>>>

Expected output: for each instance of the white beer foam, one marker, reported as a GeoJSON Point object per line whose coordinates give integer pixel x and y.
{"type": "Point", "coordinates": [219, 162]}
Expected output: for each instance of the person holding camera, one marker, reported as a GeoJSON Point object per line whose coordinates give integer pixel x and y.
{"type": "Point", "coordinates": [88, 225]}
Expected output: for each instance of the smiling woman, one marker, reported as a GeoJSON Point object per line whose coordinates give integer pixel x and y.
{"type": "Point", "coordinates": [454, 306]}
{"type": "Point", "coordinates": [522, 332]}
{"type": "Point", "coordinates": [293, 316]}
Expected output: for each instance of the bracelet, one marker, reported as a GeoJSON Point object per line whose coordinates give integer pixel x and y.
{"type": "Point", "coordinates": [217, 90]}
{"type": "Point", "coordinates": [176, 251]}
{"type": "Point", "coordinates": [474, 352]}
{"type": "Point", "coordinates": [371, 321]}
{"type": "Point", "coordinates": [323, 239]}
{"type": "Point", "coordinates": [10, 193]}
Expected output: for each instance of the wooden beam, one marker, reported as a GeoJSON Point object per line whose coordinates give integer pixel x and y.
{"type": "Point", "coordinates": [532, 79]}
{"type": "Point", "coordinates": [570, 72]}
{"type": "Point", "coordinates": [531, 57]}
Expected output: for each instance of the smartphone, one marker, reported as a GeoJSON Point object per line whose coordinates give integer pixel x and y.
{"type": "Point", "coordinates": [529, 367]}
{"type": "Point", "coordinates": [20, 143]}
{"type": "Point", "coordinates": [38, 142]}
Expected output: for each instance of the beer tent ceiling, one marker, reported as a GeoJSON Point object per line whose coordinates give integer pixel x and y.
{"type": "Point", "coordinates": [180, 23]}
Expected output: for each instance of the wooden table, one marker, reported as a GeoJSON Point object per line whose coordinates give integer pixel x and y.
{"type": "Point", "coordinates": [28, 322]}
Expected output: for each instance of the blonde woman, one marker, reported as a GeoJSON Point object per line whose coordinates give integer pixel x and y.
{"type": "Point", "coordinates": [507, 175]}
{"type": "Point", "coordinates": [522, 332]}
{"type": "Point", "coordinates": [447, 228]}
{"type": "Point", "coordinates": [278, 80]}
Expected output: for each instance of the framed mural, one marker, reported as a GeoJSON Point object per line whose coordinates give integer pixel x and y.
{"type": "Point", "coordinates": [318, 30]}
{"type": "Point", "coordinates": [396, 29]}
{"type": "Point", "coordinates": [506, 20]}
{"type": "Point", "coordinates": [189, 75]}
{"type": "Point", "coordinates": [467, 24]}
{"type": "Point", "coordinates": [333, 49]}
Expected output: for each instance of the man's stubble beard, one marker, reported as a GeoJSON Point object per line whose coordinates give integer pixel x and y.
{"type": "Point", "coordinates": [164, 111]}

<<<

Exercise instructions — Write the entire listing out again, word for word.

Result —
Expected output: for each instance of the white beer foam, one marker, reported as a GeoJSON Point object per line whose coordinates give integer pixel x and y.
{"type": "Point", "coordinates": [219, 162]}
Expected output: for each instance of the person holding camera, one marker, reported as a GeoJSON Point object per line whose coordinates give integer pixel x and y.
{"type": "Point", "coordinates": [88, 225]}
Expected output: for each instance of the smiling woman, one marker, reported as a GeoJSON Point object per line whose coordinates give integer pixel x and y.
{"type": "Point", "coordinates": [454, 306]}
{"type": "Point", "coordinates": [522, 332]}
{"type": "Point", "coordinates": [293, 316]}
Expected output: for each instance of the bracelet, one marker, reported as a GeoJSON Point object per line whose coordinates give integer pixel x and y.
{"type": "Point", "coordinates": [217, 90]}
{"type": "Point", "coordinates": [176, 251]}
{"type": "Point", "coordinates": [474, 352]}
{"type": "Point", "coordinates": [371, 321]}
{"type": "Point", "coordinates": [323, 239]}
{"type": "Point", "coordinates": [10, 193]}
Expected output: for each instance of the wooden beam, one marker, reported as a GeoJSON Point object per line whose coordinates give integer pixel x and y.
{"type": "Point", "coordinates": [532, 79]}
{"type": "Point", "coordinates": [570, 72]}
{"type": "Point", "coordinates": [531, 57]}
Expected output: for each instance of the smartphone, one marker, reported as a GeoJSON Point object per line whose coordinates give integer pixel x and y.
{"type": "Point", "coordinates": [529, 367]}
{"type": "Point", "coordinates": [20, 143]}
{"type": "Point", "coordinates": [38, 142]}
Expected output: for each instance of the beer tent ceiling, one marker, reported as a GeoJSON Point object per line whose coordinates give integer pixel x and y.
{"type": "Point", "coordinates": [180, 23]}
Expected output: for each instance of the wooden table, one marker, reported as a GeoJSON Point object per line whose coordinates give integer pixel x and y.
{"type": "Point", "coordinates": [28, 322]}
Expected output: for each instance of the blonde woman, one marker, reported as a GeoJSON Point object per line whose coordinates give integer pixel x and y.
{"type": "Point", "coordinates": [507, 175]}
{"type": "Point", "coordinates": [522, 332]}
{"type": "Point", "coordinates": [447, 228]}
{"type": "Point", "coordinates": [278, 80]}
Expected output: for each instance of the framed mural, one marker, reported as a GeoJSON Point object per line whose coordinates give integer pixel x and y.
{"type": "Point", "coordinates": [318, 30]}
{"type": "Point", "coordinates": [396, 29]}
{"type": "Point", "coordinates": [506, 20]}
{"type": "Point", "coordinates": [189, 75]}
{"type": "Point", "coordinates": [467, 24]}
{"type": "Point", "coordinates": [333, 49]}
Expected output: for each instance of the man's stubble beard, one marker, reported as a GeoJSON Point object per line whose coordinates give integer pixel x and y.
{"type": "Point", "coordinates": [164, 111]}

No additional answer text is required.